_TEXTE FOURNI_:
========

ENTRE BROUILLARD ET CLAIR DE LUNE

ENTRE BROUILLARD ET CLAIR DE LUNE
Gagner un poste en montagne, avant le lever du jour, et malgré la difficulté que peut représenter l’exercice, relève toujours d’un moment magique. Récit d’une chasse au chamois dans les Préalpes vaudoises.

Texte et photos d’Alain Rossier

 

Pour cette année, à l’ouverture, j’ai rejoint mon poste habituel, sachant qu’à un moment ou l’autre de la matinée j’aurai peut-être la chance d’observer des chamois. Mais, l’objet de cette quête ne répond que rarement à nos espoirs. Avant cette hypothétique rencontre, on vit toujours des instants de grand calme, de rêverie d’exploits exceptionnels, alors que le lever du jour prend tout son temps. En bas dans la vallée, des lumières scintillent, telle l’illumination d’une salle de spectacles. En même temps, l’activité humaine journalière reprend ses droits. Les bruits familiers d’un village ou d’une ville qui se réveillent viennent « polluer » le calme des hauts pâturages. Petit à petit, les arbres et les roches des hauteurs se dessinent dans le ciel. C’est aussi le moment où parfois les cris des bartavelles qui se déplacent retentissent et donnent le ton à la musique matinale alpine. Elle peut encore s’amplifier par le « petit chant » automnal du tétras-lyre, qui part récolter les myrtilles et autres framboises sauvages. Ces instants magiques et émotionnels apportent un profil sonore qui embellit le privilège de vivre un moment au sein de la faune d’altitude. Viennent ensuite les heures de patience, d’observation, qui peuvent engendrer une grande fébrilité. Chaque mouvement incongru au paysage semblant figé éveille l’attention de celui qui a l’obsession de découvrir une cible convoitée. L’attente de la découverte espérée peut s’éterniser et devient lancinante lorsque des détonations éloignées attestent de prélèvements possibles par des chasseurs plus chanceux. En fait, c’est le propre d’une chasse d’affût dont l’issue est toujours incertaine.

========

_CONSIGNE 1_: Indiquez si chacune des affirmations suivantes concorde avec le récit de chasse, en répondant par oui ou par non et en citant textuellement les mots décisifs du récit. (a) Le poste rejoint à l’ouverture est un poste nouveau. (b) Le tétras-lyre part récolter des myrtilles. (c) Les lumières de la vallée sont comparées à celles d’une salle de spectacles.
_CONSIGNE 2_: Reproduisez les enregistrements depuis la ligne contenant « Pin the billowing » jusqu’à la fin des enregistrements, consignes comprises, en décalant de 42 chacun des nombres des coordonnées.

========

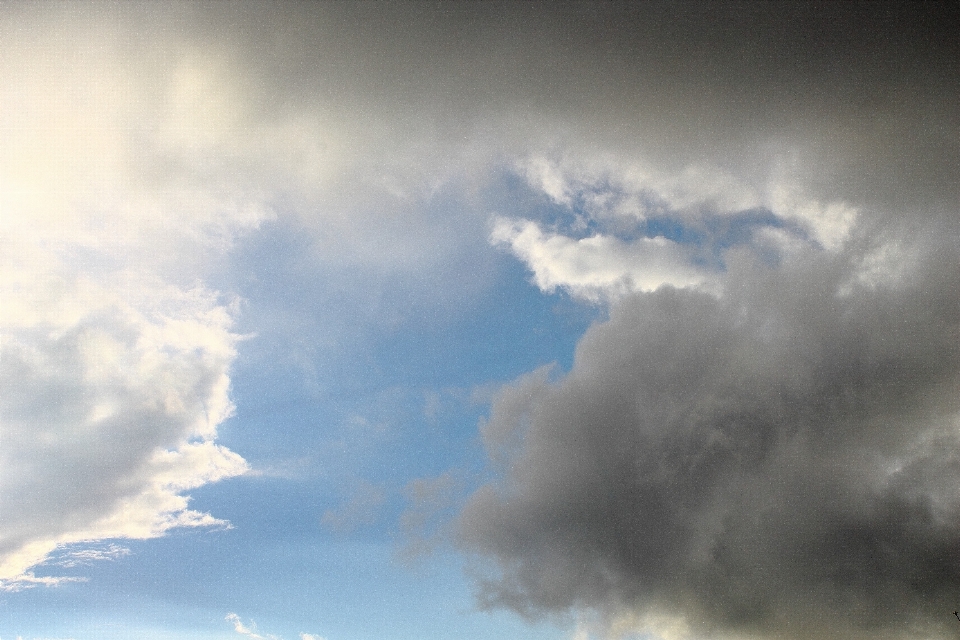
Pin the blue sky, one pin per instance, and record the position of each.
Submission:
(387, 320)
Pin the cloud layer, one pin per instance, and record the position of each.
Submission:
(779, 459)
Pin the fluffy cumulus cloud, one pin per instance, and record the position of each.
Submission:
(115, 363)
(762, 439)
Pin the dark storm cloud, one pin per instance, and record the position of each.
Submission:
(781, 459)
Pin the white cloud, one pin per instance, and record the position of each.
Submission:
(610, 187)
(598, 266)
(244, 630)
(114, 372)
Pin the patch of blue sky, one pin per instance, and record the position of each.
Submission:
(182, 586)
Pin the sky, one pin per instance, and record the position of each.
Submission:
(579, 321)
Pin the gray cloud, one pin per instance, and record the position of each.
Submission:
(780, 459)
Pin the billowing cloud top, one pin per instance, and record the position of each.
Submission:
(761, 439)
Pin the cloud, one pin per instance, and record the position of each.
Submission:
(115, 363)
(597, 266)
(244, 630)
(776, 459)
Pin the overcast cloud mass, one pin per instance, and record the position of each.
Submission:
(314, 210)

========

_RÉPONSE ATTENDUE 1_:
(a) Non : « j’ai rejoint mon poste habituel »
(b) Oui : « du tétras-lyre, qui part récolter les myrtilles et autres framboises sauvages »
(c) Oui : « telle l’illumination d’une salle de spectacles »

_RÉPONSE ATTENDUE 2_:
Pin the billowing cloud top, one pin per instance, and record the position of each.
Submission:
(803, 481)
Pin the cloud, one pin per instance, and record the position of each.
Submission:
(157, 405)
(639, 308)
(286, 672)
(818, 501)
Pin the overcast cloud mass, one pin per instance, and record the position of each.
Submission:
(356, 252)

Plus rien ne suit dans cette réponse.